--- SOURCE TEXT Enclosed Below ---
Acupuncture-Related Quality of Life Changes Using PROMIS Computer Adaptive Tests in a Pragmatic Trial with Oncology and General Integrative Medicine Patients
The Role of Baseline Acupuncture Expectations

Publication Northwestern University

David Victorson, Jennifer L.Beaumont, Rupa Mahadevan, Ania Grimone, Virginia Burns, Wendy Murry, Sandra Gutierrez, Stephanie Schuette, Caitlin Brady, and Melinda Ring.

The Journal of Alternative and Complementary Medicine. October 2016, 22(10): 778-787


Introduction: Acupuncture has been shown to alleviate symptoms and increase general well-being in different medical patient samples. A major challenge in acupuncture clinical research is the availability of comparable and standardized patient-reported outcome measurement (PRO) tools.

Objectives: This study used a pragmatic design to examine longitudinal changes in quality of life (QOL) in a medical patient sample following acupuncture using PROs from the National Institutes of Health’s Patient Reported Outcomes Measurement Information System (PROMIS) initiative. It also examined the role of acupuncture expectancies, as well as patient and provider perceptions of acupuncture benefit.

Design: Following informed consent, patients completed baseline QOL measures (T1) prior to their first acupuncture session. Subsequent assessments (up to 20) were completed immediately following ensuing acupuncture sessions. Patients completed assessments either on a touch-screen computer at the clinic or from their home computer.

Results: Compared with acupuncture-naïve participants, those who received prior acupuncture treatment reported significantly higher anxiety, fatigue, sleep disturbance, and lower positive affect at baseline. By the second assessment, however, these differences became nonexistent. Participants who held greater baseline acupuncture expectations (e.g., their situation would improve a lot, they would have improved coping skills, their symptoms would disappear, their energy would increase) reported significantly higher fatigue, pain interference, and problems with physical functioning. Between T1 and T2, all participants reported significant improvements in anxiety, depression, and fatigue. Exploratory longitudinal models demonstrated significant linear improvements over time in anxiety (p = 0.006), depression (p = 0.007), pain interference (p < 0.001), and sleep disturbance (p = 0.004). No linear reduction over time was found with fatigue (p = 0.587), physical function (p = 0.654), or positive affect (p = 0.247).

Conclusions: Overall, PROMIS computer adaptive tests were able to assess domains of QOL briefly. Although pretreatment acupuncture expectations highlighted subgroup differences in outcomes at baseline, linear-growth models demonstrated the positive effects of acupuncture over time on anxiety, depression, pain interference, and sleep disturbance.
--- End of Enclosed SOURCE TEXT ---
**EXERCISE DIRECTIONS**
In the acupuncture study abstract, where did patients complete their assessments?
--- RECORDED INFORMATION Enclosed Below ---
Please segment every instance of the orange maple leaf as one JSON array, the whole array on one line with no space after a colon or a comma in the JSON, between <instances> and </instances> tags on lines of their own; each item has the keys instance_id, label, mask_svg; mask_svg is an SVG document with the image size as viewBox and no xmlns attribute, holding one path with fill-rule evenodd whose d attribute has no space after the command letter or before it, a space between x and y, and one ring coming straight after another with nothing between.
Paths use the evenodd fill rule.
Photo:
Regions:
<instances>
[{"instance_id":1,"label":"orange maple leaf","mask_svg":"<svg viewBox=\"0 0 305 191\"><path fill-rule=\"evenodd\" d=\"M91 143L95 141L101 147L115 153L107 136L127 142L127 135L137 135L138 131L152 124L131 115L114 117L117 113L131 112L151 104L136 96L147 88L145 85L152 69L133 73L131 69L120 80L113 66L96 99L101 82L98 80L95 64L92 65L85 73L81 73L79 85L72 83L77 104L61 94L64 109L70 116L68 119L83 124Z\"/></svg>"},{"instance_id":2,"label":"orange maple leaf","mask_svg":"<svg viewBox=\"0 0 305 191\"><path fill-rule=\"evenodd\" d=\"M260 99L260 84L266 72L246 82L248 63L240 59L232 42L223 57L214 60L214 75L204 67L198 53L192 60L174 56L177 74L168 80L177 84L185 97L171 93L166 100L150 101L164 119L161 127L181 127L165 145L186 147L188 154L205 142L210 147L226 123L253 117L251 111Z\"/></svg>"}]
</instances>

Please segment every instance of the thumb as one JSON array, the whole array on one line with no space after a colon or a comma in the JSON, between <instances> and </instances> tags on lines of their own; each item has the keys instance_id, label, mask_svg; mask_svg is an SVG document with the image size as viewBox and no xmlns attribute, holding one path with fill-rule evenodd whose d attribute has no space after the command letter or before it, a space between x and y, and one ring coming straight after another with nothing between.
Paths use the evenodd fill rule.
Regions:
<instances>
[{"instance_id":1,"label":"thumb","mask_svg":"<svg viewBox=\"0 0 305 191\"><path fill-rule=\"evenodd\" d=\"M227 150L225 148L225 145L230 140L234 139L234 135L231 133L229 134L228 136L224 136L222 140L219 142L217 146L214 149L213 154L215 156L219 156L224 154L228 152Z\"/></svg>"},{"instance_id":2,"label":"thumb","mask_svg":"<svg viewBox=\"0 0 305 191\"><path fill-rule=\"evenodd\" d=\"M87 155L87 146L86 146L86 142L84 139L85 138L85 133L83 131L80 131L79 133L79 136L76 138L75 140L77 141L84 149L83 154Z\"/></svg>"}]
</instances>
--- End of Enclosed RECORDED INFORMATION ---
--- RECORDED INFORMATION Enclosed Below ---
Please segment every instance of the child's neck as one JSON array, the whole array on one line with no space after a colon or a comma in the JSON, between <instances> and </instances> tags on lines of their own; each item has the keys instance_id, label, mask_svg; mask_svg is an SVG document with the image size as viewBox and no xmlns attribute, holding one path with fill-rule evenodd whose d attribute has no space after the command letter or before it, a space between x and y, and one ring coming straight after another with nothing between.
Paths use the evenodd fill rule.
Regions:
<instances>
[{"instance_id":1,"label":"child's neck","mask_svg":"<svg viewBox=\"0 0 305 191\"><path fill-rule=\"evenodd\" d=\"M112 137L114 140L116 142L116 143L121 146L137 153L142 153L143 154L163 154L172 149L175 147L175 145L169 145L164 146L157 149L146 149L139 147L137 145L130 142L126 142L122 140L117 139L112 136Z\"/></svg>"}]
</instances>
--- End of Enclosed RECORDED INFORMATION ---
**SOLUTION TO THE EXERCISE**
Either on a touch-screen computer at the clinic or from their home computer.